## Scopo del compito
Sostituisci "Identify a point" con "Mark a point" in tutti i record e riscrivi le righe senza cambiare nient'altro.

===

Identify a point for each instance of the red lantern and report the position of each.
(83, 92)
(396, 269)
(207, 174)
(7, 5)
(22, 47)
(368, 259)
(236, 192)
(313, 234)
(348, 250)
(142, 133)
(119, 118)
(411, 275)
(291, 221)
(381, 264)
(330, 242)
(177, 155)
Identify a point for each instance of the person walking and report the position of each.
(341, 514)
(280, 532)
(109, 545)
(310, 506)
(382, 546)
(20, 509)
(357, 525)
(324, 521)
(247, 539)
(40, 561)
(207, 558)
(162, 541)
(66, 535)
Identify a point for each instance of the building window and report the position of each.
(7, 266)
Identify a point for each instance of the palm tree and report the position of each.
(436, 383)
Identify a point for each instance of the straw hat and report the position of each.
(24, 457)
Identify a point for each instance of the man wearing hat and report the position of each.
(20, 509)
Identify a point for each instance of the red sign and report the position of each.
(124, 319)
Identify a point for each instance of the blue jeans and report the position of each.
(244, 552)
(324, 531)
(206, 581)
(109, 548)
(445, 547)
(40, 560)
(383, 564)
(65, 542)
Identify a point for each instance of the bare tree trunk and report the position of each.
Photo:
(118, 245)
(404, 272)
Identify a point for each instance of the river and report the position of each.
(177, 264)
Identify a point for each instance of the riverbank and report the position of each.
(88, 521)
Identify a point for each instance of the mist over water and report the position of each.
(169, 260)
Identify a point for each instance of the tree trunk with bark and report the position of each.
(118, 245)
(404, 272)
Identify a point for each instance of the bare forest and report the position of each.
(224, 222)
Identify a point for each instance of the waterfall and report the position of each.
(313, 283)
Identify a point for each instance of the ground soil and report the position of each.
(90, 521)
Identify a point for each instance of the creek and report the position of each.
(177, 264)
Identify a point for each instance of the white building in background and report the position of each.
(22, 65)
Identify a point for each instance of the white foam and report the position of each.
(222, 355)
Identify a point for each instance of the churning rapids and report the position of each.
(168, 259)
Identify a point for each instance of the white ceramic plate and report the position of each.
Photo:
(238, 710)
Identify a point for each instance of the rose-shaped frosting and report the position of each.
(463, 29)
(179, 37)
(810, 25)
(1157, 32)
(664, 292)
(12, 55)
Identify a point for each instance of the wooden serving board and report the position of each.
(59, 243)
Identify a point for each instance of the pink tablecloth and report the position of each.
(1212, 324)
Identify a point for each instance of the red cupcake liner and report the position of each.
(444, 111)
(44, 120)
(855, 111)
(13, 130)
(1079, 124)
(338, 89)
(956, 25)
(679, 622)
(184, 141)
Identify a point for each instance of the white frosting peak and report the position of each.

===

## Risposta completa
Mark a point for each instance of the red lantern and report the position of each.
(83, 92)
(396, 269)
(207, 174)
(7, 5)
(22, 47)
(368, 259)
(236, 192)
(313, 234)
(348, 250)
(142, 133)
(119, 118)
(411, 275)
(291, 221)
(381, 264)
(330, 242)
(177, 155)
Mark a point for each instance of the person walking and report the position of each.
(341, 514)
(280, 532)
(109, 545)
(310, 506)
(382, 546)
(20, 509)
(357, 525)
(324, 521)
(247, 539)
(40, 561)
(207, 558)
(162, 541)
(66, 535)
Mark a point for each instance of the building window and report the position of each.
(7, 266)
Mark a point for each instance of the palm tree and report the position of each.
(436, 383)
Mark a point for each instance of the straw hat and report the position of each.
(24, 457)
Mark a point for each instance of the man wearing hat and report the position of each.
(20, 509)
Mark a point for each instance of the red sign and report the position of each.
(124, 319)
Mark a point for each instance of the blue jeans and report the position of each.
(244, 552)
(324, 531)
(206, 581)
(109, 548)
(445, 547)
(40, 560)
(383, 564)
(65, 542)
Mark a point for each instance of the bare tree trunk and report the position of each.
Photo:
(118, 245)
(404, 272)
Mark a point for each instance of the river and report the position of each.
(177, 264)
Mark a point for each instance of the riverbank and report the position of each.
(88, 521)
Mark a point for each instance of the mist over water and report the position of each.
(169, 260)
Mark a point for each instance of the tree trunk with bark and report the position of each.
(118, 245)
(404, 272)
Mark a point for each instance of the bare forest and report the position of each.
(224, 222)
Mark a point for each instance of the waterfall and report the position of each.
(313, 283)
Mark a point for each instance of the ground soil and report the position of each.
(90, 521)
Mark a point for each instance of the creek and report the position of each.
(177, 264)
Mark a point for each instance of the white building in background and report the position of each.
(22, 65)
Mark a point for each instance of the white foam and report the position of each.
(222, 355)
Mark a point for each instance of the churning rapids and report the position of each.
(168, 259)
Mark a point for each instance of the white ceramic plate and report the position of each.
Photo:
(238, 710)
Mark a point for each instance of the rose-shaped frosting and report the position of each.
(463, 29)
(179, 37)
(810, 25)
(1157, 32)
(664, 292)
(12, 55)
Mark a point for each instance of the wooden serving board and report the position of each.
(59, 243)
Mark a point for each instance of the pink tablecloth and report the position of each.
(1212, 324)
Mark a point for each instance of the red cupcake liner and report the position of each.
(444, 111)
(44, 120)
(855, 111)
(13, 130)
(1079, 124)
(338, 89)
(956, 25)
(679, 622)
(184, 141)
Mark a point for each instance of the white frosting peak and report the position of each.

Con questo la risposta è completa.